Direction
Using the entries below, return word for word the lines from the one containing "(472,266) (no space after the comma)." up to and including the last.

Material shown
--------
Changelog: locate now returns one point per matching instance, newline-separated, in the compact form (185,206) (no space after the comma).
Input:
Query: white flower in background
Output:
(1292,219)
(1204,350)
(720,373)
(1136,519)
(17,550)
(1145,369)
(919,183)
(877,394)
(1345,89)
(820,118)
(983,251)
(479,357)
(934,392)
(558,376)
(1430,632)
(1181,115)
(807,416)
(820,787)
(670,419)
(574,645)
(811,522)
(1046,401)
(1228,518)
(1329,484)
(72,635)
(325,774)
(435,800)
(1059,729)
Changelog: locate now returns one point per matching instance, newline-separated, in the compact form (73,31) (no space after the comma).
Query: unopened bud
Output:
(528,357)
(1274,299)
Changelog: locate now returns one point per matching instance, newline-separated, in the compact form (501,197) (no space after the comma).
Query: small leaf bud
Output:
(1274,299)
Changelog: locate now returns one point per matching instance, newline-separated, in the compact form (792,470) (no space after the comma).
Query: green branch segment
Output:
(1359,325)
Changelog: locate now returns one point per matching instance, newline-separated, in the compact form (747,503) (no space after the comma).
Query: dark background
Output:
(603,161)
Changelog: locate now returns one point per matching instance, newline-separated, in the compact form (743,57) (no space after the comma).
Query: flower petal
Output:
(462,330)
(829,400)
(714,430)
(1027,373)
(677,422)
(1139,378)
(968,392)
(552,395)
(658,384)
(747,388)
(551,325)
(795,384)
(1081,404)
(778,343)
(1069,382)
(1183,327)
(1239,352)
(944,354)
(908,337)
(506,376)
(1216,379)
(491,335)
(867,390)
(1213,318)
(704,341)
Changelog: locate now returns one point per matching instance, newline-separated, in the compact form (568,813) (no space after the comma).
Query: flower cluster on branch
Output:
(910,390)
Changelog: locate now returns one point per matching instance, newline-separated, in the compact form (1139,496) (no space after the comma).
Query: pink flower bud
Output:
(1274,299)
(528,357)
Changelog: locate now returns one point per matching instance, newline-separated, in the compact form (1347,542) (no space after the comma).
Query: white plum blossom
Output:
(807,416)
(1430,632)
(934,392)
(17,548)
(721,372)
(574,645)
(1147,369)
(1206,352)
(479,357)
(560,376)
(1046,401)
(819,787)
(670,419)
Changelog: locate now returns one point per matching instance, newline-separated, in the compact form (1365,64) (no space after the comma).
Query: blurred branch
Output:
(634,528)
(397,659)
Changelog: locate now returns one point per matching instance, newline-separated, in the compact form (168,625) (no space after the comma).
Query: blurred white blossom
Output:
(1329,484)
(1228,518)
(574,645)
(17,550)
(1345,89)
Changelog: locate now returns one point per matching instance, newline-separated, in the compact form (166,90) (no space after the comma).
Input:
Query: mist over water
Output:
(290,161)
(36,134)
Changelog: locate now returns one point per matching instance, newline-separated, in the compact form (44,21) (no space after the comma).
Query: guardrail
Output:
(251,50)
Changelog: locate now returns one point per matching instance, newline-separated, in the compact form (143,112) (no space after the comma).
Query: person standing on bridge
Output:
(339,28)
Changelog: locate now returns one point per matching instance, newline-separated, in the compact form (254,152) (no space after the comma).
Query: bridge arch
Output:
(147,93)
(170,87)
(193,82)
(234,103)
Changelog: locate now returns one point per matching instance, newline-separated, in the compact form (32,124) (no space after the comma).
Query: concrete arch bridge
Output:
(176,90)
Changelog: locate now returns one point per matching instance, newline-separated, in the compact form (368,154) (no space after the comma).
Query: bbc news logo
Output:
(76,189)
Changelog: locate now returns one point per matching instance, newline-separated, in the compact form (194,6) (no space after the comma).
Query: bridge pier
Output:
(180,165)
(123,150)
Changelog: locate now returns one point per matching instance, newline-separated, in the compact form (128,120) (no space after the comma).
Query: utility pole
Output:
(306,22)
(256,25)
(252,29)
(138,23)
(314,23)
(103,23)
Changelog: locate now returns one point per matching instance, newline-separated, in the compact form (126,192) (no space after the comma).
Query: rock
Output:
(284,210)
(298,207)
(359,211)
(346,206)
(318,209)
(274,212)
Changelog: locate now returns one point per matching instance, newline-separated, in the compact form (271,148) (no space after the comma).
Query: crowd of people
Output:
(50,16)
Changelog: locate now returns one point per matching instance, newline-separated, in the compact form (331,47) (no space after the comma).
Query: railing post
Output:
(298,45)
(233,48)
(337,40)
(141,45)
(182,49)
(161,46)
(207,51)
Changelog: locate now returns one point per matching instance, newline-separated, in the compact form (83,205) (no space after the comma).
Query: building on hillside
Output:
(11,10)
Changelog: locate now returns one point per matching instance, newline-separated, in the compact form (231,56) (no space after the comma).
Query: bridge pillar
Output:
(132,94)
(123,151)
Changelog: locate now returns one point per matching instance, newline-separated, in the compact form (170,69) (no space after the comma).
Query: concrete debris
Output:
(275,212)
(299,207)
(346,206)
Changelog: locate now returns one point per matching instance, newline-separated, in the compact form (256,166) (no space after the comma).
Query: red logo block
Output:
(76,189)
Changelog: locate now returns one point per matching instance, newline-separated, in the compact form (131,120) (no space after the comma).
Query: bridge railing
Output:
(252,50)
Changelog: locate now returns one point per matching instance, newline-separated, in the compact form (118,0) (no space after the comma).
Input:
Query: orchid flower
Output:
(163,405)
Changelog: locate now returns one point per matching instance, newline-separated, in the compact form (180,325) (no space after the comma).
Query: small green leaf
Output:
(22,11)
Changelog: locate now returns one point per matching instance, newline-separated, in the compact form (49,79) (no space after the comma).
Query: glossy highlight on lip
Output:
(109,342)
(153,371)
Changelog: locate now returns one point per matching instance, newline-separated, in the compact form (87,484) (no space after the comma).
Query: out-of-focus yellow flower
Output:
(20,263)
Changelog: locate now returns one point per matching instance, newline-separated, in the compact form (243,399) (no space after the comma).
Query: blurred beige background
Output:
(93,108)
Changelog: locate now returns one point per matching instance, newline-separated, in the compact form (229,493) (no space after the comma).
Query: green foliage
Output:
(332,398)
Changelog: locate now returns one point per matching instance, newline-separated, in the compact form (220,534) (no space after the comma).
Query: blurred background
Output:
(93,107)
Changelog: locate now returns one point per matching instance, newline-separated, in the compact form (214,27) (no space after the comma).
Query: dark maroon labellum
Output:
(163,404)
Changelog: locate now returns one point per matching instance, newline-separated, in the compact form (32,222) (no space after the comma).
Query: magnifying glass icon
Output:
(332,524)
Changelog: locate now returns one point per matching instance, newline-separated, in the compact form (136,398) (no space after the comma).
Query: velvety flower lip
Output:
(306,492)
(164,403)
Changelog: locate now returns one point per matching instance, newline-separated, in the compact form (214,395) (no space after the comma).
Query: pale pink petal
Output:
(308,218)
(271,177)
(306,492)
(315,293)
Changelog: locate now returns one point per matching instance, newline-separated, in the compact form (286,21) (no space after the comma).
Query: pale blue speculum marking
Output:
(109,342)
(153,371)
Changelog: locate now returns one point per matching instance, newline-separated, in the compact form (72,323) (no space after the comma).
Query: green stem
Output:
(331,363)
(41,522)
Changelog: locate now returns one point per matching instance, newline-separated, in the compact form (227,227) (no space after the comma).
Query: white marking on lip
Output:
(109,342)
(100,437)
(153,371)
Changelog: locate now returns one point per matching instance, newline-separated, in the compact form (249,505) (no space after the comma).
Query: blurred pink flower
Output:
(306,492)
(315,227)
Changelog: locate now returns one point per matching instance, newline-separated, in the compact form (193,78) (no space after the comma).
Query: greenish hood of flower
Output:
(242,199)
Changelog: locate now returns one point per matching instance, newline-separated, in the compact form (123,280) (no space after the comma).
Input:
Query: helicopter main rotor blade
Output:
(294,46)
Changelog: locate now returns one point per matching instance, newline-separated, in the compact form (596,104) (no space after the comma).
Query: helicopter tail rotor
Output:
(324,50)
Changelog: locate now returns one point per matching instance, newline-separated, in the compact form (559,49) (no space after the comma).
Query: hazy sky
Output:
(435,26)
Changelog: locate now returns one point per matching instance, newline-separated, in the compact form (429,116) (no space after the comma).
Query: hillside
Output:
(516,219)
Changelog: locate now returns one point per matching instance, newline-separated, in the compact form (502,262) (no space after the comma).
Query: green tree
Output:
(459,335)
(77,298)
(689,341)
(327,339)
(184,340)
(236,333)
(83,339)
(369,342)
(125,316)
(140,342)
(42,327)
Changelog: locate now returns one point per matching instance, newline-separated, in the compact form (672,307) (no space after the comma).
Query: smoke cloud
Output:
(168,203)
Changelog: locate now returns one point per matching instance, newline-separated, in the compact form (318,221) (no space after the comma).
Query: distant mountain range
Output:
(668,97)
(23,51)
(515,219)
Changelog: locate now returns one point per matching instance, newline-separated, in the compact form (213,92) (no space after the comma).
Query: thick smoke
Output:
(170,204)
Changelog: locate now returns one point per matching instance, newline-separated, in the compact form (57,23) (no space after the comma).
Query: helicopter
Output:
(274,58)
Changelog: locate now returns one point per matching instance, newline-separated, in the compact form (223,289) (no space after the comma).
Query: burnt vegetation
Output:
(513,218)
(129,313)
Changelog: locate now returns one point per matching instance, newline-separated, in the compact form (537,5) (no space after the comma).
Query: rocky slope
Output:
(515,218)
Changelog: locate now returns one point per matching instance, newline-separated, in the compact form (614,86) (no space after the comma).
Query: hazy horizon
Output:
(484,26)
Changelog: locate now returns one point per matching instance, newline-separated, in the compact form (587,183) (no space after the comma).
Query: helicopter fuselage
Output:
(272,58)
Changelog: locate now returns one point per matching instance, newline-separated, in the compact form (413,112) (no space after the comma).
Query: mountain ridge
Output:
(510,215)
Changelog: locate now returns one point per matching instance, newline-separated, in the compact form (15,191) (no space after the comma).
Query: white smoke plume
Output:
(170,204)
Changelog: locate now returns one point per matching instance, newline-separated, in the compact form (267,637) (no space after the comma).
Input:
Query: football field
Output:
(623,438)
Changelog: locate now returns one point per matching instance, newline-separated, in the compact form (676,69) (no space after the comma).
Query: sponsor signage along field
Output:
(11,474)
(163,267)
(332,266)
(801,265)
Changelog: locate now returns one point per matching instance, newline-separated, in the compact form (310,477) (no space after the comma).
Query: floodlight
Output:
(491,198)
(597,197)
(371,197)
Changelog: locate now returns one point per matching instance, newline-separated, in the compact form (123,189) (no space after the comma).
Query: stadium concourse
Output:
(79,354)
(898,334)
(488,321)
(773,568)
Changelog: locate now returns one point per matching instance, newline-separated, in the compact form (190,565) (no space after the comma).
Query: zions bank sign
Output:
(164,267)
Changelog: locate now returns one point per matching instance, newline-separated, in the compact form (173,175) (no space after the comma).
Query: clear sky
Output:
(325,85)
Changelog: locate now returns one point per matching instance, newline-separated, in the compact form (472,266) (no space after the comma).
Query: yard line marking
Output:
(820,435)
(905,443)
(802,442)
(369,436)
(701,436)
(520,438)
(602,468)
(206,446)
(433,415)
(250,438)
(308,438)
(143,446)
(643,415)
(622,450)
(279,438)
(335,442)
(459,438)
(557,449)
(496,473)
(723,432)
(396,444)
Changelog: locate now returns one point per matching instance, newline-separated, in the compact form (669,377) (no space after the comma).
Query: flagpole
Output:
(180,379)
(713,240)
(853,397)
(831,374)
--------
Finished answer
Changelog: locate now returns one point per matching instance, newline-separated, in the compact form (472,266) (no space after the comma).
Query: yard line marking
Output:
(820,435)
(905,443)
(802,442)
(369,436)
(701,436)
(520,438)
(602,468)
(206,446)
(433,415)
(250,438)
(308,438)
(143,446)
(643,415)
(622,450)
(279,438)
(335,442)
(459,438)
(557,449)
(496,473)
(723,432)
(396,444)
Changelog: locate now returns one point per matching instance, newline-separated, in the compact form (669,377) (no space after the comma).
Query: flagpole
Output:
(180,379)
(713,240)
(853,397)
(831,374)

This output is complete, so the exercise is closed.